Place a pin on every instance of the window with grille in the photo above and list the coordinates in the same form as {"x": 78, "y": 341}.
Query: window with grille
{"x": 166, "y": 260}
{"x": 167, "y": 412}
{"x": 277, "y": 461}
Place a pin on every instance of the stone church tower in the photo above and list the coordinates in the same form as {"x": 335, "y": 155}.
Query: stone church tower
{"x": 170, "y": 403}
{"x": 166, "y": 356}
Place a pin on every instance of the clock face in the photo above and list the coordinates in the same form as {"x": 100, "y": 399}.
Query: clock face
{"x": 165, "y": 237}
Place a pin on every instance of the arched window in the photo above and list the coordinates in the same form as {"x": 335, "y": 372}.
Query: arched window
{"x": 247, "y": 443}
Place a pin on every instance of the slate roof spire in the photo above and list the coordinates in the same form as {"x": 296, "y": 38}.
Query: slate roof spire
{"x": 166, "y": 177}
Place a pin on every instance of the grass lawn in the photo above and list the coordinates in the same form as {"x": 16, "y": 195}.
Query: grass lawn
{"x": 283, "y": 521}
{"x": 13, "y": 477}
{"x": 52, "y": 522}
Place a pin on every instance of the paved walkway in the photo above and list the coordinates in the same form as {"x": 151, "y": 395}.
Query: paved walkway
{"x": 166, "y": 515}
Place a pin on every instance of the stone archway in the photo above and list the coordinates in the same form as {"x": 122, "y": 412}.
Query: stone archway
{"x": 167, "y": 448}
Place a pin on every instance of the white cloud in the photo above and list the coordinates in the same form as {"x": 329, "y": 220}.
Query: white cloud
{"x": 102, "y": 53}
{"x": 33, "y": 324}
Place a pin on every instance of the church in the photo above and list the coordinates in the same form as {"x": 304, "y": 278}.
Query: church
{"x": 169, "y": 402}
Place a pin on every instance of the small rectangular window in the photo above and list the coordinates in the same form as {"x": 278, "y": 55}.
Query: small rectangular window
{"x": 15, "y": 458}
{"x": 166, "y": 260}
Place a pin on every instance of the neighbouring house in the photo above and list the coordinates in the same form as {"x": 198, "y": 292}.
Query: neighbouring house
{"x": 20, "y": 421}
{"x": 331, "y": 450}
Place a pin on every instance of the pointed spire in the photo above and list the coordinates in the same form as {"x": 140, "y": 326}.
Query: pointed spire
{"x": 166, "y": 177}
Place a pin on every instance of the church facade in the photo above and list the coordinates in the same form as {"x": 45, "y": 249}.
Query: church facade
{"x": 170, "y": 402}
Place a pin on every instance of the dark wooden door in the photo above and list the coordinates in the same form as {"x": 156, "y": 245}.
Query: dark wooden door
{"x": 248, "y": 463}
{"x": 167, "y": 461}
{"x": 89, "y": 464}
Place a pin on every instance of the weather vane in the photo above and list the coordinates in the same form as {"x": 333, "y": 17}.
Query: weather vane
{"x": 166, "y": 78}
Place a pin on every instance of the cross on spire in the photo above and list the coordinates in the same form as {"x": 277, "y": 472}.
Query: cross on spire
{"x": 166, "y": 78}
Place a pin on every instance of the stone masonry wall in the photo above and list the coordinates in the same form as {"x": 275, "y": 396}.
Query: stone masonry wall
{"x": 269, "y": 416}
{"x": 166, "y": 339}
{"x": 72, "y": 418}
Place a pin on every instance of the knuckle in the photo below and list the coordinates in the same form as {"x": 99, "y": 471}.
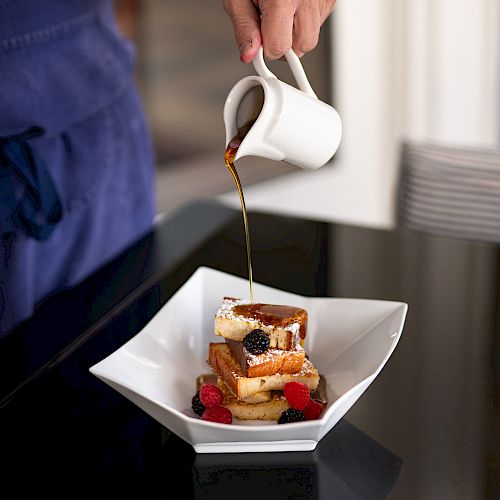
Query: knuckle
{"x": 278, "y": 48}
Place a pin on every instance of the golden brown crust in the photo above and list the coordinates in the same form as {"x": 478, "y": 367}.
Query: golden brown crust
{"x": 227, "y": 367}
{"x": 284, "y": 333}
{"x": 268, "y": 363}
{"x": 267, "y": 410}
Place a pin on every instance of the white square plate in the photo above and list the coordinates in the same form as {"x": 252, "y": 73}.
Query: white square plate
{"x": 348, "y": 340}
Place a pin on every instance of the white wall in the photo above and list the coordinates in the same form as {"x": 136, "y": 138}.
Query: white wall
{"x": 426, "y": 69}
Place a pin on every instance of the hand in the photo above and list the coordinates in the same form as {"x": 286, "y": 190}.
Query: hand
{"x": 278, "y": 25}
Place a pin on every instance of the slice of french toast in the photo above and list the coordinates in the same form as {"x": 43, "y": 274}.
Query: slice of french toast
{"x": 267, "y": 410}
{"x": 268, "y": 363}
{"x": 223, "y": 362}
{"x": 285, "y": 325}
{"x": 214, "y": 379}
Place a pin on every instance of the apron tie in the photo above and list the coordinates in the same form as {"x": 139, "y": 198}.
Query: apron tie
{"x": 28, "y": 198}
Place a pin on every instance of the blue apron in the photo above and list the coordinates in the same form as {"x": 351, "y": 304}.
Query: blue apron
{"x": 76, "y": 165}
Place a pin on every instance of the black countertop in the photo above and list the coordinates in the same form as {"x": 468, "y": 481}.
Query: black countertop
{"x": 427, "y": 427}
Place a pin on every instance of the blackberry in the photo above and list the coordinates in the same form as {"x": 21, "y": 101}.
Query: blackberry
{"x": 196, "y": 404}
{"x": 256, "y": 342}
{"x": 289, "y": 416}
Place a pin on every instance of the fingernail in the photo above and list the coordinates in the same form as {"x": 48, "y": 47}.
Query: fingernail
{"x": 245, "y": 46}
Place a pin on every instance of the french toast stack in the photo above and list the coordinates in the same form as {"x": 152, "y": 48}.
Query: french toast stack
{"x": 262, "y": 351}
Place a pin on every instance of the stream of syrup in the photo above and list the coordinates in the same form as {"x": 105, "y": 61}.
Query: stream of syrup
{"x": 229, "y": 156}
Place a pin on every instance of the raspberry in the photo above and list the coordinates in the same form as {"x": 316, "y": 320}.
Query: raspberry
{"x": 256, "y": 342}
{"x": 313, "y": 410}
{"x": 291, "y": 415}
{"x": 196, "y": 404}
{"x": 211, "y": 395}
{"x": 218, "y": 414}
{"x": 297, "y": 395}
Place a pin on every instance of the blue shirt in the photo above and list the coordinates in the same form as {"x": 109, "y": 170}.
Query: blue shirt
{"x": 76, "y": 164}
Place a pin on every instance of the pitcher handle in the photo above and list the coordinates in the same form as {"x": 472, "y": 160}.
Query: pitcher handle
{"x": 295, "y": 65}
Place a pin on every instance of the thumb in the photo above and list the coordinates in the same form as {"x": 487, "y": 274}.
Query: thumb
{"x": 246, "y": 24}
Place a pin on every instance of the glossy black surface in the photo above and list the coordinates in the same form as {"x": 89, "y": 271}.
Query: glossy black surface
{"x": 428, "y": 426}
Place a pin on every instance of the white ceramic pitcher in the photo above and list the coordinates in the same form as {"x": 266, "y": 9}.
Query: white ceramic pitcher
{"x": 292, "y": 125}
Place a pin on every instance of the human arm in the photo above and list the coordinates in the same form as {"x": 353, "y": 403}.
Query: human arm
{"x": 277, "y": 25}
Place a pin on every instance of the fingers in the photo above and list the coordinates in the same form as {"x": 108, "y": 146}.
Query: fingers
{"x": 277, "y": 26}
{"x": 246, "y": 24}
{"x": 306, "y": 27}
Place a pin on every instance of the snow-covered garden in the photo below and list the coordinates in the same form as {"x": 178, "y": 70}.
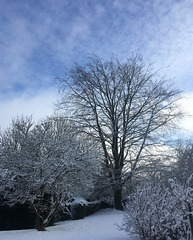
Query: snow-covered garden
{"x": 102, "y": 225}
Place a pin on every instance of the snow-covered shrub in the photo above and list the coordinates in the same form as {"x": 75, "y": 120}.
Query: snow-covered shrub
{"x": 157, "y": 212}
{"x": 78, "y": 208}
{"x": 44, "y": 165}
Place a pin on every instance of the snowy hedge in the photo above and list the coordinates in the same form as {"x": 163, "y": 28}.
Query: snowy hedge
{"x": 158, "y": 212}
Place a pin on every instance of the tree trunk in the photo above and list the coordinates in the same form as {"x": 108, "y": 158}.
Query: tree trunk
{"x": 118, "y": 199}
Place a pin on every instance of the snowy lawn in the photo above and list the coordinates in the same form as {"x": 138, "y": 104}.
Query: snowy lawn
{"x": 99, "y": 226}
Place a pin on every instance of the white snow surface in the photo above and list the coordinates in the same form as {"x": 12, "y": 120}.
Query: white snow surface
{"x": 102, "y": 225}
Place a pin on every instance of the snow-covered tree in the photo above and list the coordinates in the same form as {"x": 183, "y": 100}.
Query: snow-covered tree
{"x": 156, "y": 212}
{"x": 126, "y": 107}
{"x": 44, "y": 164}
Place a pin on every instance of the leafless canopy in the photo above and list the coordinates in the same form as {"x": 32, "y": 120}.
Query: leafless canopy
{"x": 125, "y": 106}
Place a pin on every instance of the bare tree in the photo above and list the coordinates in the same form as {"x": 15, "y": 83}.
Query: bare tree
{"x": 43, "y": 165}
{"x": 124, "y": 106}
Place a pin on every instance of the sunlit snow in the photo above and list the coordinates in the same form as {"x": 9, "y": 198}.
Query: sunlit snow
{"x": 103, "y": 225}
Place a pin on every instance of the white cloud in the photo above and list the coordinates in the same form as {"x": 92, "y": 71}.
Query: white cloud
{"x": 39, "y": 106}
{"x": 186, "y": 123}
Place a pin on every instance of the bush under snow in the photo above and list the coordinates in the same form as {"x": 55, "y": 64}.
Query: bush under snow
{"x": 158, "y": 212}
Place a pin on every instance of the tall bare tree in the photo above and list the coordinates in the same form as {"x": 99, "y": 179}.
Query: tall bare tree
{"x": 126, "y": 107}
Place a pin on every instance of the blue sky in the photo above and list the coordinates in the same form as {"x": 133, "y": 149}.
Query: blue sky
{"x": 40, "y": 38}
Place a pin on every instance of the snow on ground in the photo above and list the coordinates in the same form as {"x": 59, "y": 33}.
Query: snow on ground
{"x": 99, "y": 226}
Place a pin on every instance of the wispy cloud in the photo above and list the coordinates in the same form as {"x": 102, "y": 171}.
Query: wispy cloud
{"x": 38, "y": 39}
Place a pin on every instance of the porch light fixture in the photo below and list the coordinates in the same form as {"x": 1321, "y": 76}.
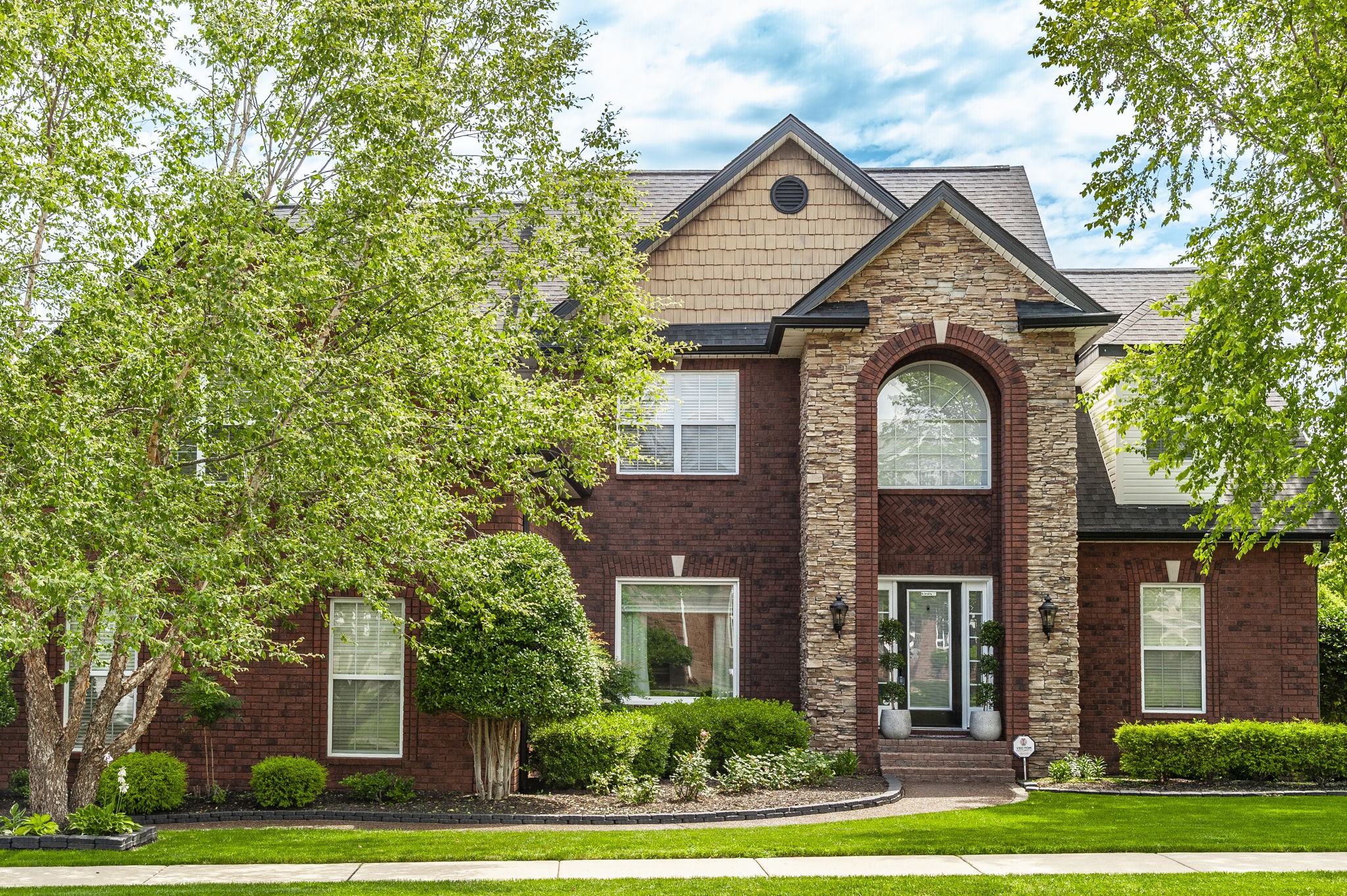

━━━━━━━━━━━━━━━━━━━━

Starting with the line that contains "Place a pin on every instance of the wispy" and going on through the end of the records, recast each line as a string in a JSON list, skipping blank lines and leaving out the pictures.

> RESPONSE TO THE EXERCISE
[
  "Place a pin on every instance of the wispy cloud in the photo above and list the coordinates in the same form as {\"x\": 102, \"y\": 171}.",
  "Query: wispy cloud",
  "{\"x\": 38, \"y\": 39}",
  "Place a pin on every instance of the porch light fixture in the photo below and list the coordinates in the same form as {\"x\": 1321, \"y\": 76}."
]